● Excerpted passage
____________

The other new bank was the Caisse des Actions Réunies, an investment trust established with 5 million francs’ capital by Mires, then the editor of the Journal des Chemins de Fer, in 1850. Although Mirès did not transform the Caisse into the more ambitious Caisse Générale des Chemins de Fers until 1853, he subsequently claimed that it had given Benoît Fould the idea for a much bigger venture:
I said to myself, if M. Mires, on his own, could create such a society, a society made up of more considerable people would represent a powerful financial organisation, destined to conduct simultaneously major financial operations and industrial enterprises. On my return [from Baden] I looked for suitable men to involve in this project and I found no one more suitable ... than MM. E. and I. Pereire ... And that was how the Credit Mobilier was born.
Another version has the Interior Minister Persigny more or less forcing the idea of the Credit Mobilier through against the unbending opposition of Achille Fould—though this was probably an attempt by the Foulds to disclaim responsibility after the Credit Mobilier had failed. In fact the Foulds and Pereires were equal partners, with a majority shareholding between them.

____________

● Brief
Decide whether each of these statements agrees with the passage on the origins of the Credit Mobilier, answering yes or no and quoting the deciding words of the passage: (a) The Caisse des Actions Réunies was set up with 5 million francs' capital; (b) Mirès turned the Caisse into the Caisse Générale des Chemins de Fers in 1850; (c) The Foulds alone held a majority shareholding in the Credit Mobilier.

[Stored items]
____________

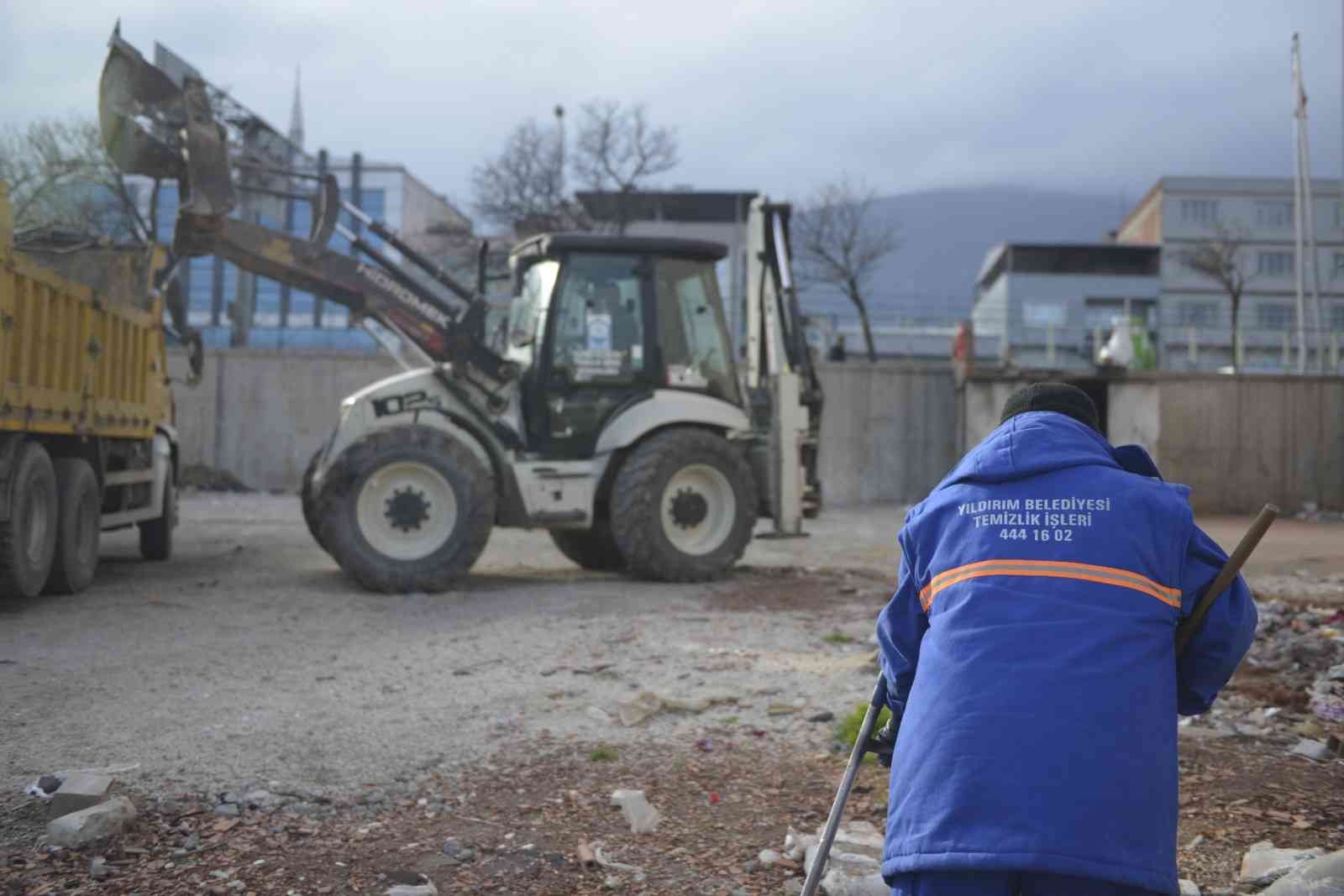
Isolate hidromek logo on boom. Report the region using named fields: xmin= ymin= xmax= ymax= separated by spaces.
xmin=354 ymin=262 xmax=453 ymax=329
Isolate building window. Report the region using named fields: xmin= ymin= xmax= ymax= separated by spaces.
xmin=1255 ymin=202 xmax=1293 ymax=228
xmin=1176 ymin=302 xmax=1218 ymax=327
xmin=1255 ymin=302 xmax=1293 ymax=329
xmin=1180 ymin=199 xmax=1218 ymax=224
xmin=1021 ymin=302 xmax=1067 ymax=327
xmin=1255 ymin=253 xmax=1293 ymax=277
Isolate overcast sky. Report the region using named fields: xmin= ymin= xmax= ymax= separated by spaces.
xmin=0 ymin=0 xmax=1341 ymax=213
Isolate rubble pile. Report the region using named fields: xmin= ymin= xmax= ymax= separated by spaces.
xmin=1180 ymin=600 xmax=1344 ymax=759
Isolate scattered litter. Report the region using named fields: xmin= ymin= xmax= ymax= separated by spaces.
xmin=612 ymin=790 xmax=663 ymax=834
xmin=593 ymin=843 xmax=643 ymax=874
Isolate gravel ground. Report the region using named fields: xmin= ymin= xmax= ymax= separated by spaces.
xmin=0 ymin=495 xmax=900 ymax=789
xmin=0 ymin=493 xmax=1344 ymax=790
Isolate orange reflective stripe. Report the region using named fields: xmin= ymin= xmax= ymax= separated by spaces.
xmin=919 ymin=558 xmax=1180 ymax=611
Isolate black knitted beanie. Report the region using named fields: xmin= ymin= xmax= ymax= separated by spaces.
xmin=999 ymin=383 xmax=1100 ymax=432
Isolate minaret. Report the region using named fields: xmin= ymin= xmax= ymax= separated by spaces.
xmin=289 ymin=65 xmax=304 ymax=149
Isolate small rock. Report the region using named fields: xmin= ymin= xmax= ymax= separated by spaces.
xmin=1289 ymin=737 xmax=1331 ymax=762
xmin=1265 ymin=849 xmax=1344 ymax=896
xmin=1236 ymin=840 xmax=1326 ymax=887
xmin=612 ymin=790 xmax=663 ymax=834
xmin=47 ymin=794 xmax=136 ymax=849
xmin=244 ymin=790 xmax=270 ymax=809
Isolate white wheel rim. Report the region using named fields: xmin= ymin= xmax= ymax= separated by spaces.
xmin=661 ymin=464 xmax=738 ymax=556
xmin=354 ymin=461 xmax=457 ymax=560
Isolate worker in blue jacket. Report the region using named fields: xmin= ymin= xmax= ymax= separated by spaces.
xmin=878 ymin=383 xmax=1257 ymax=896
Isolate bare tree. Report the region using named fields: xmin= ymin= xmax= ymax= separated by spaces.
xmin=793 ymin=179 xmax=900 ymax=361
xmin=1180 ymin=222 xmax=1254 ymax=374
xmin=574 ymin=99 xmax=680 ymax=233
xmin=472 ymin=106 xmax=575 ymax=231
xmin=0 ymin=117 xmax=150 ymax=239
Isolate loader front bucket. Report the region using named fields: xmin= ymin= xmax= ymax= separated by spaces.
xmin=98 ymin=31 xmax=186 ymax=180
xmin=98 ymin=29 xmax=237 ymax=217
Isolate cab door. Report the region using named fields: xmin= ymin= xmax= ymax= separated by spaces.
xmin=533 ymin=253 xmax=654 ymax=459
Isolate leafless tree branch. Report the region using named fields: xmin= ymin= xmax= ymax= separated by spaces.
xmin=1179 ymin=220 xmax=1255 ymax=374
xmin=0 ymin=117 xmax=150 ymax=240
xmin=573 ymin=99 xmax=680 ymax=233
xmin=793 ymin=179 xmax=900 ymax=361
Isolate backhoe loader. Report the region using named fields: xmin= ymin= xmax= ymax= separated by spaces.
xmin=99 ymin=32 xmax=822 ymax=592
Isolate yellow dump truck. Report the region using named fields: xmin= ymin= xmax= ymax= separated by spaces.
xmin=0 ymin=183 xmax=177 ymax=599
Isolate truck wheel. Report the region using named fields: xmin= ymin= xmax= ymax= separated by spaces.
xmin=316 ymin=426 xmax=495 ymax=592
xmin=45 ymin=457 xmax=102 ymax=594
xmin=0 ymin=442 xmax=60 ymax=598
xmin=298 ymin=448 xmax=331 ymax=553
xmin=612 ymin=428 xmax=757 ymax=582
xmin=551 ymin=520 xmax=625 ymax=572
xmin=139 ymin=466 xmax=177 ymax=560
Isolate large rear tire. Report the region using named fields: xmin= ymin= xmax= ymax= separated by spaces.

____________

● Result of this exercise
(a) Yes: "an investment trust established with 5 million francs’ capital"
(b) No: "Mirès did not transform the Caisse into the more ambitious Caisse Générale des Chemins de Fers until 1853"
(c) No: "the Foulds and Pereires were equal partners, with a majority shareholding between them"